**The exercise:**
Would you transcribe the listing that follows, character for character, and omit its images?

--- start Records to use ---

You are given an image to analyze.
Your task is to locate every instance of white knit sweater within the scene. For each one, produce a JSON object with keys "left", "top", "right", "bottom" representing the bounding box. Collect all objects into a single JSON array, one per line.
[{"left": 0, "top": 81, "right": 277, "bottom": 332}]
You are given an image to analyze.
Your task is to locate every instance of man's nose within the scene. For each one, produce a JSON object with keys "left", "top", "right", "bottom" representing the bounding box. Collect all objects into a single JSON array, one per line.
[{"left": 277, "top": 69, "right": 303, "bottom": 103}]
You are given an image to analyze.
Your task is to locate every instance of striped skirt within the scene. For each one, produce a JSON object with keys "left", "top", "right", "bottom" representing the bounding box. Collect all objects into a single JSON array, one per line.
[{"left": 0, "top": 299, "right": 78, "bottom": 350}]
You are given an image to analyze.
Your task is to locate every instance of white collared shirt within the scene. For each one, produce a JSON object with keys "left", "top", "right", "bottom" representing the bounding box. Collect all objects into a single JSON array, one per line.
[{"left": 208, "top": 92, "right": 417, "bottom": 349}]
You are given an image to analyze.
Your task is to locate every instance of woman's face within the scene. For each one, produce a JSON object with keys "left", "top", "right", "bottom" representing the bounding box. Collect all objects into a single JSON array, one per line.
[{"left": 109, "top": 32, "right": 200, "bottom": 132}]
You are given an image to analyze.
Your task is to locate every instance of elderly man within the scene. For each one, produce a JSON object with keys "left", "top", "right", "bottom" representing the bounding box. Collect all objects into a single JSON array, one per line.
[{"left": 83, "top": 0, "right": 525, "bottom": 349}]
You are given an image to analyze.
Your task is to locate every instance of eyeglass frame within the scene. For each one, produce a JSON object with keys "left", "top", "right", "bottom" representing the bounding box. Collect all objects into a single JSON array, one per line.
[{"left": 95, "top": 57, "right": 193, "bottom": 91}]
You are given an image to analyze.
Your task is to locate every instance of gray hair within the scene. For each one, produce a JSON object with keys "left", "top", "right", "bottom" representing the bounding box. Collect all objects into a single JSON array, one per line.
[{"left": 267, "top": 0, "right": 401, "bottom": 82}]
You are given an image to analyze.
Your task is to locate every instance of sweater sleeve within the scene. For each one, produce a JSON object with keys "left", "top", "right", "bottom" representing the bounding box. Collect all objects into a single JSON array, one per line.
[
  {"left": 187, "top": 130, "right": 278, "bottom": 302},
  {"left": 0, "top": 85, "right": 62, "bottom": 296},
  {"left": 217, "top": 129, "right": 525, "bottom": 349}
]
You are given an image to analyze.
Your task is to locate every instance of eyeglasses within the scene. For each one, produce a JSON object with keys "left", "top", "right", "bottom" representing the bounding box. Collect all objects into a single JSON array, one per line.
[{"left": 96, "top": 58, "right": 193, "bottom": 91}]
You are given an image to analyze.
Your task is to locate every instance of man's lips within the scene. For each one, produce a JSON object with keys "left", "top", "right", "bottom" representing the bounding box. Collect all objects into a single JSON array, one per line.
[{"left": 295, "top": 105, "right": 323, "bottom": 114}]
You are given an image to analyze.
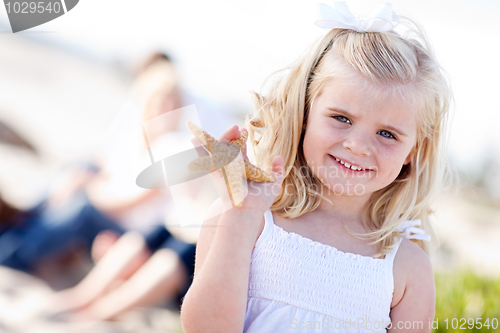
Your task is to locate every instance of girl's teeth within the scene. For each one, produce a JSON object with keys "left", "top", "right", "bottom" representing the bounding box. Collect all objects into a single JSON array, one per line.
[{"left": 335, "top": 157, "right": 365, "bottom": 171}]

--- end Records to use ---

**Result:**
You are given an image to analyze.
Your task is to locate every instance of white knit sweater within the scene. For each one, produce a JSON object with keys "left", "top", "right", "bottom" representing the bounding box. Collect all objects into a single JSON array, one per line.
[{"left": 0, "top": 81, "right": 277, "bottom": 332}]
You are given an image to analyze.
Your task is to locate every instance of man's nose within the scene. For each one, produce a JSON object with keys "left", "top", "right", "bottom" representing the bounding box. Collect all objects into a single JSON array, one per line.
[{"left": 277, "top": 69, "right": 303, "bottom": 103}]
You are given an image to analyze.
Your task is to locate every instance of striped skirt within the scene. For each one, produce a JSON object with keys "left", "top", "right", "bottom" representing the bounding box. Collect all objects into a single JSON array, one per line.
[{"left": 0, "top": 299, "right": 78, "bottom": 350}]
You are given an image to analyze.
Your task is to locate every instance of white collared shirt within the scene. For each one, produce a JSON object with keys "left", "top", "right", "bottom" representing the bounding box. Collect all objects into a single JSON array, one per line.
[{"left": 208, "top": 92, "right": 417, "bottom": 349}]
You are given an image to analyze.
Your task is to locate every instance of woman's face within the scene. For each one, produce a JSON object with keys "left", "top", "right", "bottom" representing the bounding box. Collect all objects into a single JSON array, one per line.
[{"left": 109, "top": 32, "right": 200, "bottom": 132}]
You are given an image to analyze.
Your task is to locate every instance of elderly man within the scene. For each one, produce a JSON object with keys "left", "top", "right", "bottom" representing the bounding box. Collect all objects into a single JSON array, one per line.
[{"left": 83, "top": 0, "right": 525, "bottom": 349}]
You are given an image to analyze.
Your task is to locate every instance of eyeglass frame within the scene. For each one, produce a JSON object with keys "left", "top", "right", "bottom" representing the bounding box. Collect all objects into a single JSON array, one per line.
[{"left": 95, "top": 57, "right": 193, "bottom": 91}]
You are given an image to analyze.
Your task is to locate every instance of gray hair within the scene. For each one, produce a JSON object with keys "left", "top", "right", "bottom" representing the bounding box. Collect all objects into a single JSON array, one per line.
[{"left": 267, "top": 0, "right": 401, "bottom": 82}]
You are given an image to analyze.
Your task is to locate every instance of sweater sleeve within the scene. For each one, produce a JSON object with keys "left", "top", "right", "bottom" representing the bounding box. Collect all objects into a single JSON array, one per line.
[
  {"left": 187, "top": 130, "right": 278, "bottom": 302},
  {"left": 0, "top": 85, "right": 62, "bottom": 296},
  {"left": 217, "top": 129, "right": 525, "bottom": 349}
]
You are given an image to analyze.
Your task is to locate every instance of eyeglasses within the scene. For each one, produce a JSON object with keys "left", "top", "right", "bottom" representing the bounding box. Collect all objects into a single JSON array, one per line.
[{"left": 96, "top": 58, "right": 193, "bottom": 91}]
You are given an image to analyze.
Your task is to locate every instance of man's lips within the scene. For each one, produce a JSON object with keys "left", "top", "right", "bottom" representing the bounding box. Collect all objects into a single JSON array, one per line.
[{"left": 295, "top": 105, "right": 323, "bottom": 114}]
You are given an image to analyze.
Your task is to locate every instance of girl's teeth within the scene. For each one, produce a JSON object with keys "left", "top", "right", "bottom" representing the bounding box. Collect all objects into a single JSON array, one per line.
[{"left": 335, "top": 157, "right": 365, "bottom": 171}]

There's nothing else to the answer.